### Goal of the exercise:
Your answer must hold only the lines below from the line containing "43L428 48L427 40L408" through the line containing "negative clicks: (361, 237) (401, 221)", each reproduced exactly.

Start of Records shown

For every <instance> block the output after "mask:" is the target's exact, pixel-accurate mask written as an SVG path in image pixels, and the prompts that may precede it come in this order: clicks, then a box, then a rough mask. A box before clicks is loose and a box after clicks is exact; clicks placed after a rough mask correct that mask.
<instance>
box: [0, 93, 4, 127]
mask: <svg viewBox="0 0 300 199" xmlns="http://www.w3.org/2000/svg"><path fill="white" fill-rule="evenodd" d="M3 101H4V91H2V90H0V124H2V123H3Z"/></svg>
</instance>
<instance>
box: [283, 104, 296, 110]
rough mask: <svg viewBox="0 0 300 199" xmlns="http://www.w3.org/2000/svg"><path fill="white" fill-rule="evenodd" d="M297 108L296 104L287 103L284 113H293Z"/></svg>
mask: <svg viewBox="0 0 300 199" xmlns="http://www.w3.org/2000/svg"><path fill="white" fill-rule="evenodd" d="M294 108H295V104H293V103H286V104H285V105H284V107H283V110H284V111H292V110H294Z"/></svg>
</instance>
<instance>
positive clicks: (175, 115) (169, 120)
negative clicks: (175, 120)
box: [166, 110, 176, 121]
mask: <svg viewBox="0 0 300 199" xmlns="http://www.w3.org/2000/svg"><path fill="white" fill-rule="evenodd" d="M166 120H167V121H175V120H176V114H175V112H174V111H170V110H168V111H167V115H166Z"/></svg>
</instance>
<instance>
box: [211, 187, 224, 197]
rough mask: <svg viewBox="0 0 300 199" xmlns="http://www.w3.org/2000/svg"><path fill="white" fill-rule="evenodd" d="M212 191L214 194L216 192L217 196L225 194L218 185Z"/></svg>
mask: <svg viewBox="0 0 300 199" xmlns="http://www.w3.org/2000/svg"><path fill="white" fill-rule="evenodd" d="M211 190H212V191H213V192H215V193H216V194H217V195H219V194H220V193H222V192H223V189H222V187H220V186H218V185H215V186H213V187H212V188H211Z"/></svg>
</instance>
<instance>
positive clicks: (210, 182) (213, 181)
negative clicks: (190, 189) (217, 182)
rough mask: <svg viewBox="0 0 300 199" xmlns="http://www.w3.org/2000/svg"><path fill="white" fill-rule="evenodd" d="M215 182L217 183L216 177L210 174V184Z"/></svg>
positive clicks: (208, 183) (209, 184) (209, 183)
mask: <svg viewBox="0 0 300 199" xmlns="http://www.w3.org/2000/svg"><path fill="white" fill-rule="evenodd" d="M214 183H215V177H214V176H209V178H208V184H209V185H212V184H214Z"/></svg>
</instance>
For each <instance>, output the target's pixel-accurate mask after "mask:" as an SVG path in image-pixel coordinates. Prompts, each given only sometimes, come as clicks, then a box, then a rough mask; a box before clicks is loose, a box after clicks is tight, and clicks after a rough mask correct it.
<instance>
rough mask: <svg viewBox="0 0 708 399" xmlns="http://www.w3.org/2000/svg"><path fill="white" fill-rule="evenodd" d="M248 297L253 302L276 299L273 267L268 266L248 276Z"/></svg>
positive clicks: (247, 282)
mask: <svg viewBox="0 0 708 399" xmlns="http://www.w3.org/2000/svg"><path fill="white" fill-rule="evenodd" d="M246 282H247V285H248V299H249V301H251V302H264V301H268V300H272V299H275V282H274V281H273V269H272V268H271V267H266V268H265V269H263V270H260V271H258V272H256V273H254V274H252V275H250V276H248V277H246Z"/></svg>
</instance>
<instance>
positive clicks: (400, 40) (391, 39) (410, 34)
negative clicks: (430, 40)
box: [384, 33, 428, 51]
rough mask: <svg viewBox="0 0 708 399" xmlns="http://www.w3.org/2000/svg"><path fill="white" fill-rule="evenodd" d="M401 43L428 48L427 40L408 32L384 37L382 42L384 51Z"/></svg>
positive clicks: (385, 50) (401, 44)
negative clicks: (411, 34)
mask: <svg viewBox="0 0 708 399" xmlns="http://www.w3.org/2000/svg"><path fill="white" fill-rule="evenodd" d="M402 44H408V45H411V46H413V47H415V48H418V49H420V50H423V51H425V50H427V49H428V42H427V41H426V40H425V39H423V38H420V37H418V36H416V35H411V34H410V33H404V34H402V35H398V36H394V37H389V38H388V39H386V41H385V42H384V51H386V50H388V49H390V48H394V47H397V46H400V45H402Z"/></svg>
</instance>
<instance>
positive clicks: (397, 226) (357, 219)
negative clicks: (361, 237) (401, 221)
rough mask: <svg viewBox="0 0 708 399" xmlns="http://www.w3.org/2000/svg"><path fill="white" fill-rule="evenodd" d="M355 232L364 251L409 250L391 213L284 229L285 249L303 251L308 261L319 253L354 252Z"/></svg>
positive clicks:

End of Records shown

### Output:
rough mask: <svg viewBox="0 0 708 399" xmlns="http://www.w3.org/2000/svg"><path fill="white" fill-rule="evenodd" d="M401 43L428 48L427 40L408 32L384 37L382 42L384 51Z"/></svg>
positive clicks: (385, 50) (401, 44)
negative clicks: (411, 34)
mask: <svg viewBox="0 0 708 399" xmlns="http://www.w3.org/2000/svg"><path fill="white" fill-rule="evenodd" d="M402 44H408V45H411V46H413V47H415V48H418V49H420V50H423V51H425V50H427V49H428V42H427V41H426V40H425V39H423V38H420V37H418V36H416V35H411V34H410V33H404V34H402V35H398V36H394V37H389V38H388V39H386V41H385V42H384V51H386V50H388V49H390V48H394V47H397V46H400V45H402Z"/></svg>
</instance>
<instance>
positive clicks: (397, 226) (357, 219)
negative clicks: (361, 237) (401, 221)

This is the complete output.